* Material to process
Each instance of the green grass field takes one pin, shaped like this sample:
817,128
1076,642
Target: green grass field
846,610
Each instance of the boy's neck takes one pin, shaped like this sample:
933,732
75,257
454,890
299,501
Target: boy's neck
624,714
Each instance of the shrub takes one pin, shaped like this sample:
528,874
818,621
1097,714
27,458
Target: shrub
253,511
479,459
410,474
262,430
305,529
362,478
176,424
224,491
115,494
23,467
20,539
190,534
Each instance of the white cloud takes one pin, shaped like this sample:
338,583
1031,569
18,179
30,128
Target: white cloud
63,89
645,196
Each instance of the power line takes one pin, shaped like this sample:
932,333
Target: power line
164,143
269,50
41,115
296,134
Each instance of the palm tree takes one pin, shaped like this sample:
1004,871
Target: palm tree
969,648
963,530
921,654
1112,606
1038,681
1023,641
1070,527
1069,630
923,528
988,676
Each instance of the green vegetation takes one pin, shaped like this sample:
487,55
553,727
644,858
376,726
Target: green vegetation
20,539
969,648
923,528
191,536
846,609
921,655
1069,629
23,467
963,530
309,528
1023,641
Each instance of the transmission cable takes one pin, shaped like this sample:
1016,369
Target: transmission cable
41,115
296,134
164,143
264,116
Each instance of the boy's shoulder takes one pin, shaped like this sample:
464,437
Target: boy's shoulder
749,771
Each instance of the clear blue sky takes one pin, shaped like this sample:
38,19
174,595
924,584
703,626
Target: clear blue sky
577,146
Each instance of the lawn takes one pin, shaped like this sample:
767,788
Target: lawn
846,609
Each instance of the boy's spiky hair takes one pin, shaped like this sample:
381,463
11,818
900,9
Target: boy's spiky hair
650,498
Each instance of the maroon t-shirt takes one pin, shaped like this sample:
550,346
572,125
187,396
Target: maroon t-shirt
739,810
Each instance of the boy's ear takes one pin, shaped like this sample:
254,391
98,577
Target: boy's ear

* Objective
Through the last line of the entries above, beginning at the line containing "Each instance of the transmission", transcribe each line exactly, both ends included and nothing more.

* Task solution
Each instance of the transmission cable takes one pin, shaped like this sample:
1016,369
Target: transmission cable
41,115
296,134
164,143
264,116
Each instance of the boy's shoulder takes one pin, shaped like this sample:
464,437
Target: boy's shoulder
749,771
Each instance of the clear blue sky takes one pin, shaped like this sample:
38,19
174,595
924,584
703,626
Target: clear blue sky
577,146
Each instance of the lawn takes one pin, shaped like this sample:
767,788
Target: lawn
846,609
Each instance of the boy's spiky hair takes one pin, shaped like this sample:
381,463
11,818
900,9
Target: boy's spiky hair
650,498
Each instance of the maroon t-shirt takes one pin, shaped like this sample:
550,346
572,125
187,396
Target: maroon t-shirt
739,810
Each instance of the boy's ear takes one pin, shaped like this sample:
254,391
98,577
Target: boy's ear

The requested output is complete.